Documento fuente:
Hasta el momento no tenemos desacuerdos con este camarada. Y aunque
hemos mantenido este punto que es importante para nuestra comprensión
del encarcelamiento masivo en los Estado$ Unido$ y cómo luchar contra
él, sí reconocemos que la analogía de la esclavitud resonará con las
masas a un nivel emocional. El camarada luego refuerza nuestra posición:
“La erradicación es donde la esclavitud y el encarcelamiento masivo se
dividen. A pesar de que los esclavos fueron castigados y víctimas del
control social, tenían valor y no fueron erradicados.”
Un tosco ejemplo de esto estuvo expuesto el mes pasado cuando los cerdos
del Condado de Kern traicionaron a uno de los suyos y lanzaron un video
del Cerdo en Jefe Donny Youngblood, que afirmaba que es más barato matar
a alguien retenido por el estado que herirlos. Estas son burocracias
estatales, con presión para recortar presupuestos. Si bien mantener las
camas de prisión llenas es de interés de los sindicatos, no tiene un
interés financiero inmediato para el estado en general.
Mientras que estamos de acuerdo con este camarada cuando ellos discuten
el papel del mantenimiento de un prisionero en la financiación de las
economías del sur poco después de la creación de la 13ª Enmienda, no
estamos de acuerdo con la analogía de financiar las comunidades rurales
blancas de hoy en día.
“El esclavo, en lugar de producir cultivos y realizar otros oficios en
la plantación es ahora una fuente de trabajo … Entonces, insistir en que
los estados no son benefactores de la encarcelación masiva es algo
incrédulo. Los aristócratas laboristas y la primera clase imperialista,
que en su mayoría son varones caucásicos, se han visto beneficiados de
forma desproporcional.”
La diferencia es un punto clave en el marxismo, y entender la economía
imperialista actual. Entender que la existencia de millones de
prisioneros en los Estado$ Unido$ crea puestos de trabajo para los
aristócratas trabajadores es muy diferente a ser un esclavo, cuyo
trabajo es explotado. Y la diferencia es que la riqueza para pagar al
personal de prisión blanco (o de otro tipo) proviene de la explotación
del proletariado del Tercer Mundo. Y la economía en torno al
encarcelamiento es solo una de las formas en que el estado mueve esas
súper ganancias hacia los bolsillos del Amerikano ordinario. La
narrativa del “prisionero como esclavo” corre el riesgo de borrar el
papel importante de esta explotación imperialista.

Objetivo de la tarea: Explique en una a tres oraciones por qué el texto sobre el encarcelamiento masivo afirma que la narrativa del «prisionero como esclavo» corre el riesgo de borrar el papel de la explotación imperialista.

Material de partida:
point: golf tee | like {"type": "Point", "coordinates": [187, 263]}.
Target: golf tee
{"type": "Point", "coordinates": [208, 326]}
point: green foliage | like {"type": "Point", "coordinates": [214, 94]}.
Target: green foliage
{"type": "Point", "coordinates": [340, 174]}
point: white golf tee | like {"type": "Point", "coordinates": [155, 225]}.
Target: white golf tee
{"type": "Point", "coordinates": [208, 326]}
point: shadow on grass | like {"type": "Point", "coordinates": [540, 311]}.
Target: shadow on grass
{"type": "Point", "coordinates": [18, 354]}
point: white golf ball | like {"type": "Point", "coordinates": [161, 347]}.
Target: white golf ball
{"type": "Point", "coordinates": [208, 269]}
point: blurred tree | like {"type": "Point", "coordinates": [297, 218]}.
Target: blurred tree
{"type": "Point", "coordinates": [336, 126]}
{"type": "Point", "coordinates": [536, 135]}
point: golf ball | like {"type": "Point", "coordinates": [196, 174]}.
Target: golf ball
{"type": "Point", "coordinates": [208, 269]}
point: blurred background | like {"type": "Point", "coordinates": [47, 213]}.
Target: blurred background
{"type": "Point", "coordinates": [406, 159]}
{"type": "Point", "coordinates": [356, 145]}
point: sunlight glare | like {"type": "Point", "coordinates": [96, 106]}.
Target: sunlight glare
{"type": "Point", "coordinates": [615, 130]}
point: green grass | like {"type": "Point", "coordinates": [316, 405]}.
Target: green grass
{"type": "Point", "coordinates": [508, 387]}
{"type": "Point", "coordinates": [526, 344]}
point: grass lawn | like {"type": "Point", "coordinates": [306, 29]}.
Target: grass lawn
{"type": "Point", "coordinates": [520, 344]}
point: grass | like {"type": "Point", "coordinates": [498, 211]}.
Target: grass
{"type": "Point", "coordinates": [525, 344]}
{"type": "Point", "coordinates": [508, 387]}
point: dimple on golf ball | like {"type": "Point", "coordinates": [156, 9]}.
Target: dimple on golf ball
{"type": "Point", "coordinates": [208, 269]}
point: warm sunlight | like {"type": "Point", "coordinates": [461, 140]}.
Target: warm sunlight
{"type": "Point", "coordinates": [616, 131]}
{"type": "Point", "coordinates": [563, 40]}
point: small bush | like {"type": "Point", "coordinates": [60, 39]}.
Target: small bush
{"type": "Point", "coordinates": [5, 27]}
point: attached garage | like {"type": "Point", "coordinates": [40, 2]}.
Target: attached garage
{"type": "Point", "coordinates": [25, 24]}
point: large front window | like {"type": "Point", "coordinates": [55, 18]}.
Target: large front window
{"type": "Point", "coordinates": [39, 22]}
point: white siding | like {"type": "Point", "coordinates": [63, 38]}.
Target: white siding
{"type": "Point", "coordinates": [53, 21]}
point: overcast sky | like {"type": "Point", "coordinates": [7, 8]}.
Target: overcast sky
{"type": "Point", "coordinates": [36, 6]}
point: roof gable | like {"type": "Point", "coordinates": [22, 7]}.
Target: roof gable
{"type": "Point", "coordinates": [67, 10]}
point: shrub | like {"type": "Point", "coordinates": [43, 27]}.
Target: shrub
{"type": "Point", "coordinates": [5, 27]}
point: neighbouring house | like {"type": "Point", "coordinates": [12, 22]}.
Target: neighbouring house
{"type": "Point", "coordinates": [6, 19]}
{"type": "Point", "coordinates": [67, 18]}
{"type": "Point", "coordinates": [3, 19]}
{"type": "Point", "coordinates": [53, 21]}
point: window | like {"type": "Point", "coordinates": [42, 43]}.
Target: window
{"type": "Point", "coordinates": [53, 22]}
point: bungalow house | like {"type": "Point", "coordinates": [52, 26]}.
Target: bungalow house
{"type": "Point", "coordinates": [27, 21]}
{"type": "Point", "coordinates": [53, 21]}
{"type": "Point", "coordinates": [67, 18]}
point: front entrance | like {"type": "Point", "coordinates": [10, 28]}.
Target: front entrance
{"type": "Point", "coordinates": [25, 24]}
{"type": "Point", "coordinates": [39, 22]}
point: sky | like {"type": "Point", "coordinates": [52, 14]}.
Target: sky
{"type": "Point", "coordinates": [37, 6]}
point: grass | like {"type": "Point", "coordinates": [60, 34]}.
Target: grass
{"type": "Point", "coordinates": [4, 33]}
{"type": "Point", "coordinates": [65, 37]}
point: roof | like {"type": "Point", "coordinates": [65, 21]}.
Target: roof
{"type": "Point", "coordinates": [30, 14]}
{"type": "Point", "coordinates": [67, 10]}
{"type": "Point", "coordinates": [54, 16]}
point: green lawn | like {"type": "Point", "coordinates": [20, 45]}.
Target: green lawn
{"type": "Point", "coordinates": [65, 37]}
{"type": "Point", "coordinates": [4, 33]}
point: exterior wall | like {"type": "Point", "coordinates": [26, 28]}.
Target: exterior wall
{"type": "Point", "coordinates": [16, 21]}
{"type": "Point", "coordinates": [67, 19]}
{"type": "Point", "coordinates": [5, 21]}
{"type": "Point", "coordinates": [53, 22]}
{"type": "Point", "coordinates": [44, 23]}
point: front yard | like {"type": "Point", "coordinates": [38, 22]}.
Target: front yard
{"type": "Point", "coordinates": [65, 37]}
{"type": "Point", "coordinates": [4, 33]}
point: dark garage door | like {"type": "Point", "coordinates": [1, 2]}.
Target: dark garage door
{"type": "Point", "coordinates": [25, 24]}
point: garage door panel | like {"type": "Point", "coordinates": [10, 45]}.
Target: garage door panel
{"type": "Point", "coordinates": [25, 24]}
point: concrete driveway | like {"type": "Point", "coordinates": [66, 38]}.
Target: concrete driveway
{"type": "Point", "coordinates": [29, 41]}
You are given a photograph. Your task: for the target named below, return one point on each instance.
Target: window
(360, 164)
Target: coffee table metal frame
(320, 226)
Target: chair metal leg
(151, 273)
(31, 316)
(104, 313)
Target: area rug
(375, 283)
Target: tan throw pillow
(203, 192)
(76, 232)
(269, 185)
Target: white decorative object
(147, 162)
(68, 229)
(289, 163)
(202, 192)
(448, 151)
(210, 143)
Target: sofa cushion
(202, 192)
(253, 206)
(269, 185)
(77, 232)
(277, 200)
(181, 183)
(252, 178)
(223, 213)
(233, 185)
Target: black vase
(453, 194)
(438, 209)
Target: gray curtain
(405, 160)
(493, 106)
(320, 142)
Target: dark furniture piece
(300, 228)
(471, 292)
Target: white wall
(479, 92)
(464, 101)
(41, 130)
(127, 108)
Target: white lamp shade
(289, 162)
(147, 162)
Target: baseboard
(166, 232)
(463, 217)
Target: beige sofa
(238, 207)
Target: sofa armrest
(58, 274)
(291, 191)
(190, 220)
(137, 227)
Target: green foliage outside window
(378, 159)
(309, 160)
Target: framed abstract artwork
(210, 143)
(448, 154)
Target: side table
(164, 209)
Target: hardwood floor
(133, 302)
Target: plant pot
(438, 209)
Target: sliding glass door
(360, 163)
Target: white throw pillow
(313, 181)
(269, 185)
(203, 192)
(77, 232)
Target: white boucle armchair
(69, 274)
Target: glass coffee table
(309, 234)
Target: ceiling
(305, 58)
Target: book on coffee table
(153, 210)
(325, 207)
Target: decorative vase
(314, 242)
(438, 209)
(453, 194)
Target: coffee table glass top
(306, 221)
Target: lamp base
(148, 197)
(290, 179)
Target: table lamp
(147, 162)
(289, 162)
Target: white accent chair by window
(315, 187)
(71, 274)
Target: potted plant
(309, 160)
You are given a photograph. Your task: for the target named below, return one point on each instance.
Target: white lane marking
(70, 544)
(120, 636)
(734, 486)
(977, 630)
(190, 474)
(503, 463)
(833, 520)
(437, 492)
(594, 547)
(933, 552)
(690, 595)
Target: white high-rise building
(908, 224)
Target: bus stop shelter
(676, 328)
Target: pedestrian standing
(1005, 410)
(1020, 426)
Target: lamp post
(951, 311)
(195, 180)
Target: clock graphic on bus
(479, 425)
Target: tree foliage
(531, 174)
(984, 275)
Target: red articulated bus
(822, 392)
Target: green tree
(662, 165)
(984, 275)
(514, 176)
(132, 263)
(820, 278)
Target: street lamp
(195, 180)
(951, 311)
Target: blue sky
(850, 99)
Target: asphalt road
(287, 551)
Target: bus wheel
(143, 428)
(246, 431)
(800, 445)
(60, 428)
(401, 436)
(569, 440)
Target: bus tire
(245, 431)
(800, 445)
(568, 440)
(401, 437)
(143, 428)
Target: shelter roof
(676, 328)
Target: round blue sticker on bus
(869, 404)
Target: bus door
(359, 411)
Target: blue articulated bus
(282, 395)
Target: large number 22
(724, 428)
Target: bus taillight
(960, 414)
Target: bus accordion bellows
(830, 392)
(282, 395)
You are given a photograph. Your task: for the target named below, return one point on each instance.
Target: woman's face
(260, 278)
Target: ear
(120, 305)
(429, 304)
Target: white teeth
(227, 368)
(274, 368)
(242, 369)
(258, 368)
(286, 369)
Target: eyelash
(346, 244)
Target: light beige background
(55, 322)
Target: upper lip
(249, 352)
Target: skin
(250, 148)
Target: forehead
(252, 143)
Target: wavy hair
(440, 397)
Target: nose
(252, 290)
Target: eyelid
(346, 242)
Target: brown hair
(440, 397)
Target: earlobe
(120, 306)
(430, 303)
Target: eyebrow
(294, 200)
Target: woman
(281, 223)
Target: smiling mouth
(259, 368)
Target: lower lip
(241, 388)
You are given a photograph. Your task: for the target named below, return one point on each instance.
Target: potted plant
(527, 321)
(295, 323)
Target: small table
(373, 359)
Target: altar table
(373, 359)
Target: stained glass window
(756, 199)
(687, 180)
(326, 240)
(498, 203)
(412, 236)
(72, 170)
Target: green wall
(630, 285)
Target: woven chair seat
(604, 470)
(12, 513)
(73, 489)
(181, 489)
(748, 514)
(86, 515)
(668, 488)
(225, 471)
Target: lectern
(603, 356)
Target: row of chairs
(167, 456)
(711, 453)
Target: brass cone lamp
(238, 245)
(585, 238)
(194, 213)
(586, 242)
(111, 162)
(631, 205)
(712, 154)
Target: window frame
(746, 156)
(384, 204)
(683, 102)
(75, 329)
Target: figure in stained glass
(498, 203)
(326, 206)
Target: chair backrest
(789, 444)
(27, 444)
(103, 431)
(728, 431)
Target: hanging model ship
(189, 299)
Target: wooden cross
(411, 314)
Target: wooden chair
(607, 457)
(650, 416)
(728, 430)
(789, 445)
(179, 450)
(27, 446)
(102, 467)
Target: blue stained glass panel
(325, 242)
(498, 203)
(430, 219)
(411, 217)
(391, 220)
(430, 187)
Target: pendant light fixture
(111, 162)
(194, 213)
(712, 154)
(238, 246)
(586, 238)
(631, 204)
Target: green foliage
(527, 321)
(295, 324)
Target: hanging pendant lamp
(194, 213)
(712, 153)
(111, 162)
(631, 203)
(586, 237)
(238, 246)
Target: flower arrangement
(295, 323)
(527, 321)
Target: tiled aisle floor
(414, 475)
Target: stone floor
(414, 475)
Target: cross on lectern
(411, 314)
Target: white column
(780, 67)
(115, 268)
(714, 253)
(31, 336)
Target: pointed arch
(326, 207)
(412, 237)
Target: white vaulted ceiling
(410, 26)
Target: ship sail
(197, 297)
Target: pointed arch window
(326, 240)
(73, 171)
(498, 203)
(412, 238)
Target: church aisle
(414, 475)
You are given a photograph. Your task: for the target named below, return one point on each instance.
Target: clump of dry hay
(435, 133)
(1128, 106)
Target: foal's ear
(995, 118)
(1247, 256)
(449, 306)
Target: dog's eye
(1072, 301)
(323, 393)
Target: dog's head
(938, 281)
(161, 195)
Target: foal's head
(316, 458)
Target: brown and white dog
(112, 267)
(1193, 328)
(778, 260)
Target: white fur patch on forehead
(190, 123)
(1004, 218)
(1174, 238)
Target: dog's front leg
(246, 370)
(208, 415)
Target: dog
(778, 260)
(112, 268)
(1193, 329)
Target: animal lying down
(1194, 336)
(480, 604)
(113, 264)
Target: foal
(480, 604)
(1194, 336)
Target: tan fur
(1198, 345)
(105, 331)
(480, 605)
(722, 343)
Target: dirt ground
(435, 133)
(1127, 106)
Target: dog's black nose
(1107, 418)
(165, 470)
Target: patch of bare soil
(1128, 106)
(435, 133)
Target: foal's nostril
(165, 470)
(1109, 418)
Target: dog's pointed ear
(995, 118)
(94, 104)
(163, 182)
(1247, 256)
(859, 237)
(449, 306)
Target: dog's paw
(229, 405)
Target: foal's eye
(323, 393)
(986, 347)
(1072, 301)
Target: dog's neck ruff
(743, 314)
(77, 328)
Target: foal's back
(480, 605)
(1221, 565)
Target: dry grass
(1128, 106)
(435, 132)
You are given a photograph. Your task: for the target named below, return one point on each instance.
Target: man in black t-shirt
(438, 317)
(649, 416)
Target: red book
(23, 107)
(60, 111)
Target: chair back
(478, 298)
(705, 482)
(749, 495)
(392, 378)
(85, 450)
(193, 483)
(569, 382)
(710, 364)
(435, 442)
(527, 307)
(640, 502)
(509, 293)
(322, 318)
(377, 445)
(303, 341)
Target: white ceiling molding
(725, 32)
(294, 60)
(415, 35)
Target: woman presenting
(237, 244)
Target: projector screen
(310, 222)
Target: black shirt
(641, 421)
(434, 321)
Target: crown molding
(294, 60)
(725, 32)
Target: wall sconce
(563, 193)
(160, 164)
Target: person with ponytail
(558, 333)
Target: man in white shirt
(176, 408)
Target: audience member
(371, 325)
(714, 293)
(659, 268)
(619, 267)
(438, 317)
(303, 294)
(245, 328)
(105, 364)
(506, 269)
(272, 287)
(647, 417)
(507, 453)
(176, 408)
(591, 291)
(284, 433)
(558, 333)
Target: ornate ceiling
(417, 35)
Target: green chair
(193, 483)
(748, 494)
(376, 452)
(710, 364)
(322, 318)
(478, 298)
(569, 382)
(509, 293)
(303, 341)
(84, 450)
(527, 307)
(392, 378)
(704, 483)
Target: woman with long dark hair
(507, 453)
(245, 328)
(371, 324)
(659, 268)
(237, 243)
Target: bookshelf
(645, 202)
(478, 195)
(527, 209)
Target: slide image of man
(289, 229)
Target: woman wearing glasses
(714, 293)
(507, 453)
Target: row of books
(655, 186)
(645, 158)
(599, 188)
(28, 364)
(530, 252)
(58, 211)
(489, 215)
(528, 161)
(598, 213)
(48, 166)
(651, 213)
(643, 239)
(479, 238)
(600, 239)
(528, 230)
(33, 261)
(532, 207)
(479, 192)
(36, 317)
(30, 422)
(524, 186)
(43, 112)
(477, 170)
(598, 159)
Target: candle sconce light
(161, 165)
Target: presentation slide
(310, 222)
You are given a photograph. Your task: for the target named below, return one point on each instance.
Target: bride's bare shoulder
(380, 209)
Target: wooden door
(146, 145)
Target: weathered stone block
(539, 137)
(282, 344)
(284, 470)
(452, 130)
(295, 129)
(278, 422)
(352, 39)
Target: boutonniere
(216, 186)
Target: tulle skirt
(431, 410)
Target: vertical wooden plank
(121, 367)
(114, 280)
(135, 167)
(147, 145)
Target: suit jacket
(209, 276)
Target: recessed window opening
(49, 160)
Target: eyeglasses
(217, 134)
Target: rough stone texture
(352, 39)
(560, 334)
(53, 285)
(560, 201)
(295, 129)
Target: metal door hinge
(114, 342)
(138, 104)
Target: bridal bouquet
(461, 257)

Respuesta: Según el texto, los millones de prisioneros crean puestos de trabajo para los aristócratas trabajadores, lo cual es muy diferente a ser un esclavo cuyo trabajo es explotado. La riqueza con la que se paga al personal de prisión proviene de la explotación del proletariado del Tercer Mundo, y la economía del encarcelamiento es una de las formas en que el estado mueve esas súper ganancias hacia los bolsillos del Amerikano ordinario. Presentar al prisionero como esclavo oculta ese origen de la riqueza.